** DATA EXTRACT **
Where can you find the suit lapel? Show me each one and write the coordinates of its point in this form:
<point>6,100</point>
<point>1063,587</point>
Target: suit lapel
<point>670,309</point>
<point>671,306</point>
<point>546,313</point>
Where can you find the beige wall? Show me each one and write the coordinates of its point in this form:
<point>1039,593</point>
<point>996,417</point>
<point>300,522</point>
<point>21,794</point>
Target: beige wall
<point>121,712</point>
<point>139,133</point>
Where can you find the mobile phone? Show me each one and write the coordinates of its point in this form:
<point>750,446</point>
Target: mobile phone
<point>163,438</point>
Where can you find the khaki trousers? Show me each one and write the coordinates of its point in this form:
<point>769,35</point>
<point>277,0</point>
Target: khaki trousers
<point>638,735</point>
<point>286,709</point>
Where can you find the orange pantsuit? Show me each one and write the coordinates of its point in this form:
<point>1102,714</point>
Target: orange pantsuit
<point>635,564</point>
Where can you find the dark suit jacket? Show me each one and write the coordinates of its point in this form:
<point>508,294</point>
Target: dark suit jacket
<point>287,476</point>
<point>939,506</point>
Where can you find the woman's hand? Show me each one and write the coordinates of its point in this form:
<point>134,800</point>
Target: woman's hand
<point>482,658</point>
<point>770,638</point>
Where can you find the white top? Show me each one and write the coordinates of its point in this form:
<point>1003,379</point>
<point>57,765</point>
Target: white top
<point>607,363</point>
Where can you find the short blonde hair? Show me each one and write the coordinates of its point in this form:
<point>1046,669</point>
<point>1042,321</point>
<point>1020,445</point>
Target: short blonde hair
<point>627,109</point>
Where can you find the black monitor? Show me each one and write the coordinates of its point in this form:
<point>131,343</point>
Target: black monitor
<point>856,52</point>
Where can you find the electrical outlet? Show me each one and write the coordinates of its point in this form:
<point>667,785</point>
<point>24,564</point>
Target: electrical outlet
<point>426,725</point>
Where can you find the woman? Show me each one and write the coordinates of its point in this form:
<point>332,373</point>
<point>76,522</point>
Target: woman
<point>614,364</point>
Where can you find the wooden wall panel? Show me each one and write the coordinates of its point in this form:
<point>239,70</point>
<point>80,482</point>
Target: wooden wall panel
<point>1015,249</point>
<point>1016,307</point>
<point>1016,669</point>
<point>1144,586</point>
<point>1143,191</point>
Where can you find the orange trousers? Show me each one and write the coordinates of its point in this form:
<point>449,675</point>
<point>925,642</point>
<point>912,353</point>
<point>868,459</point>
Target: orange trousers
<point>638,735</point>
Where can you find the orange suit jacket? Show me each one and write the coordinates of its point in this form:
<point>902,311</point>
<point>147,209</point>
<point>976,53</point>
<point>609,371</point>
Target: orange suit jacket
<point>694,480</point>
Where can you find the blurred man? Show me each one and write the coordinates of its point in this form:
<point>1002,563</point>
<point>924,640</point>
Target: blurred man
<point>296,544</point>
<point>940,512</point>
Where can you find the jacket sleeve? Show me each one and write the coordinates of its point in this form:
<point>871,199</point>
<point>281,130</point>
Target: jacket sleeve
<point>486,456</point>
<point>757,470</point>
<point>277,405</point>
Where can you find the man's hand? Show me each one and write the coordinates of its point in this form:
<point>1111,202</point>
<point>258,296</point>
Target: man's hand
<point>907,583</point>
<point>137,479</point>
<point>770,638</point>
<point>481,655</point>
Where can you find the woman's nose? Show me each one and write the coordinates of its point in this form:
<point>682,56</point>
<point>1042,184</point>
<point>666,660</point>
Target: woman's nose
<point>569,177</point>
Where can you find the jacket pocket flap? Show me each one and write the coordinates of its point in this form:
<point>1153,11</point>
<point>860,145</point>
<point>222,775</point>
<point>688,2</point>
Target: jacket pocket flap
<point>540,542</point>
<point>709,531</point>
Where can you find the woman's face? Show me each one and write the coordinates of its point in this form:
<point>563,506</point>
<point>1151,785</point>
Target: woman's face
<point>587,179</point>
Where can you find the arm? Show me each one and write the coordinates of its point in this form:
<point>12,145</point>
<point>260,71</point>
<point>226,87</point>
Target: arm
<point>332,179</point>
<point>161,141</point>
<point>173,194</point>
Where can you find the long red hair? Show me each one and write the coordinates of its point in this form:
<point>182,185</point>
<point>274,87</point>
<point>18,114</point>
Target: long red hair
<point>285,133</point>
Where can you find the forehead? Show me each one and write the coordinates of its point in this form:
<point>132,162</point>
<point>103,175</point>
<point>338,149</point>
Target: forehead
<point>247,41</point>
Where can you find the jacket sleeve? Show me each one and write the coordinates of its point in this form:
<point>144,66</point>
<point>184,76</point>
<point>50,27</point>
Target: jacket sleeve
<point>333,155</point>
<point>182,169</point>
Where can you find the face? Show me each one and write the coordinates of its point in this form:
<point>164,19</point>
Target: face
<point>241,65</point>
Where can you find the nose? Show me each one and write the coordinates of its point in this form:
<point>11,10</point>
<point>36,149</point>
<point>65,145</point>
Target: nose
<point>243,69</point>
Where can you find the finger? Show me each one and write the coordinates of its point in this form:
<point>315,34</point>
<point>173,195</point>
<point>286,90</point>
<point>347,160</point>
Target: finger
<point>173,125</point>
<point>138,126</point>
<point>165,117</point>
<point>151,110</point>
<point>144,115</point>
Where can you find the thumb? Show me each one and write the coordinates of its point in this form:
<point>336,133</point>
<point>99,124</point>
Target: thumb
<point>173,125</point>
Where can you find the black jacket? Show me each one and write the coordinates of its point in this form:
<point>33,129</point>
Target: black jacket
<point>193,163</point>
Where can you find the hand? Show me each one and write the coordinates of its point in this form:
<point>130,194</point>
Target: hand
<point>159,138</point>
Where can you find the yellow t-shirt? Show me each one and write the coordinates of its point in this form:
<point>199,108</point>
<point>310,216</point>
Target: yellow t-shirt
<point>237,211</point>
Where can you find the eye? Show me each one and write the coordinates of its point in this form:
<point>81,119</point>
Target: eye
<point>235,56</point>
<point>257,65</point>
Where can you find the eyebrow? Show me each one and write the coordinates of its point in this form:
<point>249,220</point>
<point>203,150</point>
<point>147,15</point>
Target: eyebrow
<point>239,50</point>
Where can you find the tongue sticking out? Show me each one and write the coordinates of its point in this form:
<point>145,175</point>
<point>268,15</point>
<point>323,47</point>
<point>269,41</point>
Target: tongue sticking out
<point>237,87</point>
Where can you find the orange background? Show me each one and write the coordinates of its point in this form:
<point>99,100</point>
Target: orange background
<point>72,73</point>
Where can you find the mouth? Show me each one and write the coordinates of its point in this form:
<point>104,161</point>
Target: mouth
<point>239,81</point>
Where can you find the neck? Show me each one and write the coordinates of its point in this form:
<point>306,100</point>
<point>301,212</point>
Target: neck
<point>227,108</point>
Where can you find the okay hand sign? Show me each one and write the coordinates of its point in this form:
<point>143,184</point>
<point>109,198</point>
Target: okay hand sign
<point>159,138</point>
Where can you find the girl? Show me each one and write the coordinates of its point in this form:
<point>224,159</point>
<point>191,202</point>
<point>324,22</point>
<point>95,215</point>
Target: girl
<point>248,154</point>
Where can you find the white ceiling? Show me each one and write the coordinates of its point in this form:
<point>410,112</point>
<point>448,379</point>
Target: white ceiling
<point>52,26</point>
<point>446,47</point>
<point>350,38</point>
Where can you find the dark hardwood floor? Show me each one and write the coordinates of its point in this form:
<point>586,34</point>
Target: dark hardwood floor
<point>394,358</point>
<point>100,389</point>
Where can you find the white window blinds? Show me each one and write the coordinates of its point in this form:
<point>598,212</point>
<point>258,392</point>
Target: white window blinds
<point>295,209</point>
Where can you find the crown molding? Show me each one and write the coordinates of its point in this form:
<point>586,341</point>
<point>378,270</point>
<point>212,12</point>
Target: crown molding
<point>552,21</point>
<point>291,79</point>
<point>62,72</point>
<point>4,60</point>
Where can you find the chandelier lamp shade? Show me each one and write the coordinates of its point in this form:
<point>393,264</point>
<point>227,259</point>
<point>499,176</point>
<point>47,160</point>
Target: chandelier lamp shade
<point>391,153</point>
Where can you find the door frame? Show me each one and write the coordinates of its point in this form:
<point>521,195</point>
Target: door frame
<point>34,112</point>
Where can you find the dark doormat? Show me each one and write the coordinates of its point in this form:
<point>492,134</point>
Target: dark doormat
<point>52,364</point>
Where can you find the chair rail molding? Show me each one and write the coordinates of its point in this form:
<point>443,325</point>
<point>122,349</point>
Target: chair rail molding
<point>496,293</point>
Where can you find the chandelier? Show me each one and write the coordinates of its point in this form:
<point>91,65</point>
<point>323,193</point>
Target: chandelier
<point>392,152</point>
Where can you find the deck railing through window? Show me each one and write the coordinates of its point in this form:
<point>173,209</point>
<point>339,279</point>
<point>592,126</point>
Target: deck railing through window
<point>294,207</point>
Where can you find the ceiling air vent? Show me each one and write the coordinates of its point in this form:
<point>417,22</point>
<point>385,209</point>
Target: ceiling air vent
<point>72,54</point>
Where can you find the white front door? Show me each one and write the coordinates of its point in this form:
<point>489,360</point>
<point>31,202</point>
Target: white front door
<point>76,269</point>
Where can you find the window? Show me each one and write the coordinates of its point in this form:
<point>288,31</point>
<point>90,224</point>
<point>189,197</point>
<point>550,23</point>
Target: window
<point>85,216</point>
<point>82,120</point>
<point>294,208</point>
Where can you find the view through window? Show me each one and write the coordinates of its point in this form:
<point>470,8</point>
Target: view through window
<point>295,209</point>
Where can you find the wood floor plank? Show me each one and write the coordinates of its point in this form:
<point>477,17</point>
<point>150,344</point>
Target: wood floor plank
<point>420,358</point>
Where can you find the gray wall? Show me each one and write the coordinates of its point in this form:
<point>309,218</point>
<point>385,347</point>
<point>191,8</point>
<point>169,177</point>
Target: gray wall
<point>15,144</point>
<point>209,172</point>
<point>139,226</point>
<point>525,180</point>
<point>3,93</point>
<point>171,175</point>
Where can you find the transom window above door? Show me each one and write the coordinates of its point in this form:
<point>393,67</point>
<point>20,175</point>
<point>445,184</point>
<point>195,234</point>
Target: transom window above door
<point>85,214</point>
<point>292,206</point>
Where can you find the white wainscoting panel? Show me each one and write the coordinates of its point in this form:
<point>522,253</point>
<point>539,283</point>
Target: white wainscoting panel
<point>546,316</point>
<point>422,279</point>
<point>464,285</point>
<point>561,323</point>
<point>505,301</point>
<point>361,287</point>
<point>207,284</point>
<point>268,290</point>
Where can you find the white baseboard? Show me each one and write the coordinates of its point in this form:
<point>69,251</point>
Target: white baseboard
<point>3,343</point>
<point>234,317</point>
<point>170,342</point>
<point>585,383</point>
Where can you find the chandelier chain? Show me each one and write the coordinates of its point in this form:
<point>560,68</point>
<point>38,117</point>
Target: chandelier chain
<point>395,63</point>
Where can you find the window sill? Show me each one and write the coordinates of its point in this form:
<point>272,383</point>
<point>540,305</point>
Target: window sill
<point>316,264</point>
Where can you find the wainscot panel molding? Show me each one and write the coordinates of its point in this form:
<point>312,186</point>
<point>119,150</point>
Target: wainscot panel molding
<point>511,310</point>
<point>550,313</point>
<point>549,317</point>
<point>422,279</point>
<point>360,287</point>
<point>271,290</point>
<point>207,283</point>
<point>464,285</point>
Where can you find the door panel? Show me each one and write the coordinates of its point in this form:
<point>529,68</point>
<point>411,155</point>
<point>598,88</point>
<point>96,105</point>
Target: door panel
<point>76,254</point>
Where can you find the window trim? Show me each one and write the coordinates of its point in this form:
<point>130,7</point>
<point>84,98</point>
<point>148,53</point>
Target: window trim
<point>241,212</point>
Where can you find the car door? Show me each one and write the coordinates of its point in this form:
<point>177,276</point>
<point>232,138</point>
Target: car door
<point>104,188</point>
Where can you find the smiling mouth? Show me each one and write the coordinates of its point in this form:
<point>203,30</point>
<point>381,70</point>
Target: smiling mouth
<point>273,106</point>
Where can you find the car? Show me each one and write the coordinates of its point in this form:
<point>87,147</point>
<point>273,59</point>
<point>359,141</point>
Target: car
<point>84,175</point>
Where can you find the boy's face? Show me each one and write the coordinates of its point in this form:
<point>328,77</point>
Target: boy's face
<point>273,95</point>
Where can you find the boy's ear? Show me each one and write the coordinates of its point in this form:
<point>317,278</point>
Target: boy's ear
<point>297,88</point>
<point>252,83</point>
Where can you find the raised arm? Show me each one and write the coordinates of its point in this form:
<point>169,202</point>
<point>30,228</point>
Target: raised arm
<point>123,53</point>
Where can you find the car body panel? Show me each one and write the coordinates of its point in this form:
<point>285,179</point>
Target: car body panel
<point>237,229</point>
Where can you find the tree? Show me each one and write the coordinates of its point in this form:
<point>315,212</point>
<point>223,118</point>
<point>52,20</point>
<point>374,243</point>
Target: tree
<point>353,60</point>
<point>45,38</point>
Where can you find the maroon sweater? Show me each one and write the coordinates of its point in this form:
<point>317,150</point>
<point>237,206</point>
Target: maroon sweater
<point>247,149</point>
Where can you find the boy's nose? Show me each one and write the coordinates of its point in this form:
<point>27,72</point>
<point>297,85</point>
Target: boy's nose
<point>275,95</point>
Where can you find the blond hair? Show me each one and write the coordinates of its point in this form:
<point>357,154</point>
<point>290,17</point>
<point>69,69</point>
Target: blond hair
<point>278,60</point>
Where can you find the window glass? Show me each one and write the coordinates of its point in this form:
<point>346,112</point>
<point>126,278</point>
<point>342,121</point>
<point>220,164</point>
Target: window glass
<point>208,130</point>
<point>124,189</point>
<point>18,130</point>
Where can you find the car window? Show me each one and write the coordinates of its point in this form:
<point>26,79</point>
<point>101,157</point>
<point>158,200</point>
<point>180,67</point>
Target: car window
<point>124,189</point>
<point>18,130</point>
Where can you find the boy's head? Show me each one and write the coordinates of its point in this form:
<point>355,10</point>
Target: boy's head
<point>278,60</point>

** WRITTEN TASK **
Quote verbatim the stretch of rows above, from the line containing "Where can you find the dark suit" through the line containing "<point>627,109</point>".

** RESPONSE TO THIS TASK **
Where can you find the dark suit jacket? Show me each one and write the coordinates of its point in this form:
<point>508,294</point>
Target: dark suit jacket
<point>287,476</point>
<point>939,506</point>
Where can you find the woman's hand? Show me each one and write the coordinates of its point in this form:
<point>134,800</point>
Target: woman's hand
<point>482,658</point>
<point>770,638</point>
Where can you find the white top? Show me each one and write the coordinates of its point in this form:
<point>1003,379</point>
<point>57,765</point>
Target: white top
<point>607,363</point>
Where can you find the short blonde hair? Show me each one and write the coordinates of its point in this form:
<point>1046,669</point>
<point>1042,321</point>
<point>1020,445</point>
Target: short blonde hair
<point>627,109</point>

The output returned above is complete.